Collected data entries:
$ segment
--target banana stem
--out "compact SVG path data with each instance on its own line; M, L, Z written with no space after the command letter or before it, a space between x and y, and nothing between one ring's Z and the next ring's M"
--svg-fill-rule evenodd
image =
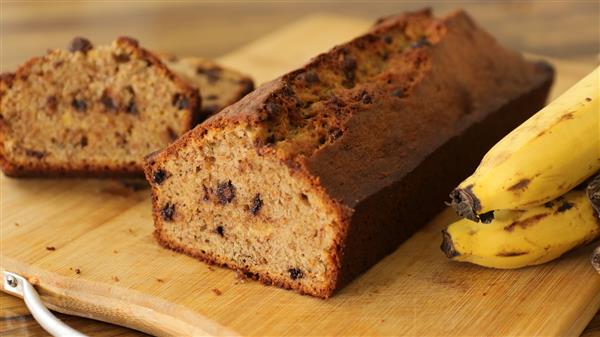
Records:
M587 186L587 196L596 210L596 215L600 215L600 174L598 174Z
M598 174L587 186L587 196L592 203L592 208L596 211L596 216L600 217L600 174ZM592 266L600 273L600 246L594 249L591 258Z
M594 253L592 253L592 266L596 268L596 271L600 273L600 246L594 249Z
M477 214L481 210L479 199L471 191L471 186L466 189L457 188L450 193L450 206L458 216L475 222L490 223L494 220L494 211Z

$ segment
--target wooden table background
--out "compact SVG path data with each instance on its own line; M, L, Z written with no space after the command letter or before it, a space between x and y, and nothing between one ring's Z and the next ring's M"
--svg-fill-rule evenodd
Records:
M150 49L177 55L218 57L314 13L374 20L423 6L431 6L438 15L465 8L501 43L521 51L587 64L600 61L598 1L0 0L0 72L13 71L29 57L43 54L48 48L64 47L74 36L85 36L100 44L119 35L129 35ZM2 336L47 336L21 300L0 293L0 309ZM62 314L59 317L94 336L143 335L84 318ZM600 336L600 313L583 336Z

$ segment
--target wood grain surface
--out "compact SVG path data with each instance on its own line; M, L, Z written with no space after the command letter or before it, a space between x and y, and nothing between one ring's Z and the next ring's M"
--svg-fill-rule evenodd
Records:
M73 6L72 3L69 3ZM135 36L149 35L144 29L139 28L147 24L146 20L152 21L150 25L154 26L167 26L173 27L179 24L186 26L188 29L177 31L179 27L167 29L166 31L155 30L156 34L144 38L143 41L150 41L151 45L156 46L154 48L161 50L175 51L178 53L189 53L199 55L218 55L219 53L231 50L235 45L245 42L244 38L254 39L260 34L265 33L270 29L275 29L286 23L286 20L295 18L297 15L304 15L315 10L314 4L297 4L294 6L298 7L294 10L283 8L285 6L280 4L178 4L177 6L166 6L161 4L144 5L144 4L128 4L127 6L117 6L118 8L109 8L108 6L92 4L91 9L89 4L86 6L77 5L74 6L71 11L66 11L65 7L61 6L49 6L45 3L35 3L29 5L15 4L15 3L3 3L2 13L2 68L4 70L14 68L14 66L24 60L25 57L34 55L42 52L45 47L49 46L62 46L65 44L64 41L70 39L73 35L73 31L78 32L90 32L90 34L79 34L96 37L98 34L98 40L108 41L117 34L122 34L123 31L129 28L135 28L133 30L139 31L141 34L135 34ZM341 12L348 12L355 14L356 16L370 17L373 15L380 15L384 13L392 13L404 10L405 7L416 7L414 4L390 4L390 3L377 3L374 6L369 6L369 11L365 11L366 6L362 4L351 4L348 7L341 7ZM35 9L28 8L35 7ZM208 6L208 7L207 7ZM312 7L311 7L312 6ZM331 7L335 6L335 7ZM7 8L8 7L8 8ZM126 8L125 8L126 7ZM371 7L372 10L371 10ZM448 6L440 6L442 12L448 10ZM454 6L452 6L454 7ZM593 26L597 25L598 17L597 13L594 15L594 9L597 9L597 4L594 3L578 3L574 6L565 7L563 4L551 4L549 6L542 6L540 3L531 5L518 5L518 4L494 4L490 6L483 6L480 4L469 3L466 7L471 7L469 10L474 13L478 21L482 22L484 26L492 30L496 36L504 43L515 46L522 50L533 51L537 53L545 53L554 56L561 56L571 58L572 60L580 61L579 64L561 62L560 70L563 73L571 74L571 77L564 78L555 90L559 92L568 85L569 81L576 80L577 76L584 72L586 69L591 69L597 60L598 52L598 32L594 29L589 29L590 24ZM322 7L318 7L318 10L331 10L331 8L339 9L339 4L328 3ZM397 10L396 10L397 8ZM44 11L45 15L40 16L40 11ZM184 13L181 14L181 11ZM215 15L214 12L221 13L221 16ZM337 11L337 10L336 10ZM117 13L118 12L118 13ZM212 19L205 21L204 18L207 16L205 13L210 12ZM597 11L596 11L597 12ZM7 15L10 14L10 15ZM127 19L127 13L135 13L133 20ZM143 18L140 18L140 13L144 14ZM271 13L272 18L267 19L267 14ZM277 13L277 15L273 15ZM592 14L590 14L592 13ZM509 15L511 18L530 18L532 20L516 20L519 22L511 23L507 25L505 20L502 18L505 15ZM159 17L160 20L153 21L152 18ZM196 17L196 20L192 20L192 17ZM215 19L215 18L227 18ZM567 19L567 17L569 17ZM571 19L571 18L577 18ZM245 21L244 18L251 18ZM315 17L313 17L314 20ZM318 20L327 21L327 17L321 16L316 17ZM325 19L324 19L325 18ZM111 25L113 21L117 19L123 19L127 23ZM568 24L569 20L573 20L569 25L568 30L556 29L557 34L542 34L542 27L548 28L548 22L552 21L553 24L550 26L560 27L561 23ZM594 21L595 20L595 21ZM132 22L133 21L133 22ZM193 21L193 22L192 22ZM224 27L224 21L235 22L234 27ZM523 21L527 21L524 23ZM360 19L343 19L336 20L334 30L337 28L340 32L335 32L337 38L340 40L334 42L341 42L346 38L356 35L358 32L364 30L364 27L368 25L368 21ZM98 30L99 25L106 25L106 29ZM187 23L187 25L186 25ZM204 29L204 26L210 23L210 29ZM504 23L504 24L503 24ZM244 29L246 26L255 27L252 29ZM296 24L298 25L298 24ZM300 23L301 25L301 23ZM523 25L531 25L530 29L523 29ZM228 24L229 26L229 24ZM314 24L308 25L313 26ZM508 27L511 26L511 27ZM538 28L535 28L535 27ZM138 27L138 28L136 28ZM292 26L293 27L293 26ZM580 29L578 29L579 27ZM587 27L587 28L586 28ZM301 27L302 28L302 27ZM120 31L118 29L121 29ZM204 29L204 30L203 30ZM223 31L219 31L222 29ZM230 29L230 31L227 31ZM285 34L270 35L270 37L259 40L257 43L252 44L251 47L241 50L240 53L234 53L230 56L224 57L222 60L228 64L238 66L240 69L246 69L246 67L254 68L253 64L258 64L260 71L251 70L250 73L254 73L259 81L267 80L282 71L284 67L293 67L305 61L308 57L313 56L315 50L325 50L333 43L328 40L327 37L323 37L319 29L314 31L306 31L304 34L298 34L293 38L286 38ZM522 29L520 31L520 29ZM48 34L40 34L44 31ZM50 32L48 32L50 31ZM190 36L191 32L200 31L196 36ZM206 33L210 31L209 33ZM294 32L296 29L288 29L287 32ZM594 32L595 31L595 32ZM7 38L7 32L8 34ZM217 32L217 33L213 33ZM537 38L534 34L537 32ZM553 31L554 32L554 31ZM129 33L134 35L133 33ZM169 39L169 36L178 36L180 38L173 41ZM325 34L326 35L326 34ZM550 36L552 35L552 36ZM558 36L557 36L558 35ZM62 37L65 36L64 39ZM306 36L311 37L309 46L302 42ZM562 37L561 37L562 36ZM191 39L188 39L191 38ZM62 40L61 40L62 39ZM237 40L236 40L237 39ZM242 40L240 40L242 39ZM595 40L594 40L595 39ZM533 41L535 40L535 41ZM292 41L293 43L290 43ZM526 42L523 42L526 41ZM281 63L281 59L275 54L276 51L281 49L281 43L286 46L286 50L295 53L293 60L288 60ZM40 44L44 44L44 47L40 47ZM17 48L19 46L19 48ZM257 47L258 46L258 47ZM10 48L9 48L10 47ZM22 48L21 48L22 47ZM28 49L29 48L29 49ZM255 50L266 50L272 48L272 52L269 53L257 53L252 54ZM315 49L311 49L315 48ZM564 50L563 50L564 49ZM238 55L238 56L236 56ZM244 55L245 57L240 57ZM261 56L263 55L263 56ZM269 57L265 57L268 55ZM252 60L252 61L249 61ZM289 62L291 61L291 62ZM253 63L254 62L254 63ZM296 62L296 63L294 63ZM294 63L294 64L292 64ZM583 65L582 65L583 64ZM561 73L562 74L562 73ZM53 258L48 258L52 254L62 251L62 247L67 247L71 240L84 235L88 231L94 231L102 223L111 222L113 218L124 210L129 209L131 206L138 205L144 209L147 205L144 205L146 201L145 191L132 191L129 188L123 186L119 182L115 181L74 181L65 183L64 181L10 181L12 184L7 190L7 180L2 177L0 180L2 183L1 197L2 197L2 236L3 242L5 233L10 231L11 233L17 233L14 240L25 240L28 238L29 231L32 228L44 228L48 224L57 222L63 222L71 224L68 229L55 233L44 238L43 242L39 240L34 242L32 246L17 248L18 253L23 253L32 258L32 260L38 261L50 261ZM64 191L68 189L68 191ZM31 196L34 196L32 199ZM19 200L27 198L28 207L19 207ZM78 205L77 200L85 198L86 205L90 207L84 207L83 209L75 209L75 205ZM10 200L7 200L10 199ZM54 207L57 203L61 204L61 207ZM63 205L64 204L64 205ZM141 205L140 205L141 204ZM22 205L21 205L22 206ZM33 207L33 208L32 208ZM79 207L79 205L78 205ZM8 211L10 210L10 211ZM142 212L143 213L143 212ZM144 219L145 215L139 213L140 219ZM47 214L48 217L40 217L40 214ZM86 220L86 215L92 214L94 221ZM19 222L11 221L18 219ZM83 220L83 221L82 221ZM137 238L135 240L141 240L144 245L153 245L151 239L148 237L148 233L151 230L147 221L141 228L135 226L127 227L126 224L120 223L122 226L117 227L115 233L111 235L123 235ZM135 222L135 221L134 221ZM442 221L444 222L444 221ZM18 226L17 226L18 224ZM75 225L75 226L73 226ZM151 225L150 225L151 226ZM11 227L9 229L8 227ZM14 228L12 228L14 227ZM23 229L27 227L27 229ZM122 228L121 228L122 227ZM435 226L434 226L435 228ZM36 229L36 230L37 230ZM114 228L113 228L114 229ZM121 231L119 231L121 230ZM53 231L56 232L56 231ZM18 234L20 233L20 234ZM433 235L431 236L433 238ZM49 251L46 247L55 247L55 251ZM6 246L3 244L3 247ZM149 246L148 246L149 247ZM4 251L2 252L4 256ZM97 258L104 251L96 252L98 255L93 255ZM118 249L114 249L112 253L115 255L114 261L119 261L117 257L120 252ZM63 253L69 254L69 253ZM77 255L73 253L74 255ZM162 252L161 254L164 254ZM586 252L578 252L578 254L572 254L576 256L584 256ZM169 254L167 254L169 255ZM396 255L396 254L395 254ZM181 257L172 256L169 259L171 261L179 261ZM566 260L572 261L573 257L569 256ZM183 258L187 261L187 258ZM51 262L41 263L41 266L48 266ZM86 271L80 266L69 266L66 262L62 261L62 272L65 275L85 275ZM141 262L144 263L144 262ZM186 262L188 263L188 262ZM195 261L193 262L197 264ZM3 263L4 265L4 263ZM119 268L122 266L119 266ZM125 267L131 267L128 264ZM70 268L70 269L69 269ZM81 274L77 274L76 270L79 268ZM195 266L192 269L201 269L201 266ZM206 268L206 267L205 267ZM463 267L461 267L463 268ZM467 268L467 267L465 267ZM468 268L467 268L468 269ZM555 272L556 268L550 268L550 272L540 273L546 277L547 274ZM208 269L207 269L208 270ZM210 271L210 270L209 270ZM477 274L478 269L473 272ZM206 270L204 271L206 272ZM211 271L213 273L214 271ZM191 273L191 271L190 271ZM216 273L221 277L232 277L230 272L217 269ZM112 282L110 284L116 285L116 287L123 287L121 285L123 276L118 275L89 275L91 278L102 276L102 282ZM160 281L162 280L162 281ZM239 283L239 280L229 280L234 286L250 286L248 284L235 284ZM451 277L447 277L444 281L446 285L452 285L453 282ZM442 283L444 283L442 282ZM168 283L168 287L175 287L172 283L167 282L166 278L156 277L156 283L159 287L167 287L163 285ZM454 285L456 287L457 285ZM464 287L464 284L461 285ZM229 284L229 287L232 287ZM235 288L235 287L233 287ZM464 289L464 288L463 288ZM204 289L207 290L207 289ZM219 297L226 297L227 292L222 291L222 295ZM269 292L278 290L269 290ZM216 296L211 292L209 295ZM377 294L371 294L370 297L377 297ZM486 294L487 296L487 294ZM485 296L484 296L485 297ZM481 300L481 298L478 298ZM2 317L0 319L0 331L4 335L45 335L44 332L32 321L31 317L27 315L26 309L20 304L20 300L13 299L5 294L0 296L0 306L2 307ZM400 300L399 300L400 301ZM566 305L560 303L560 305ZM483 311L483 307L480 307ZM519 314L519 312L517 312ZM522 313L521 313L522 314ZM591 313L590 313L591 315ZM585 315L584 315L585 316ZM78 329L92 334L101 336L117 336L117 335L140 335L140 333L126 328L112 326L106 323L100 323L97 321L91 321L84 318L75 318L72 316L61 315L67 322ZM584 335L592 336L599 334L600 331L600 316L597 316L592 321ZM546 317L548 319L548 317ZM583 319L585 321L585 319ZM385 323L381 322L382 324ZM389 322L388 322L389 323ZM585 323L578 322L581 327ZM539 331L538 331L539 332ZM500 333L500 331L495 332Z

ABOUT THIS EXERCISE: Your answer should be one number, the count of lines in the records that contain the word "target".

SOLUTION FOR THIS EXERCISE: 3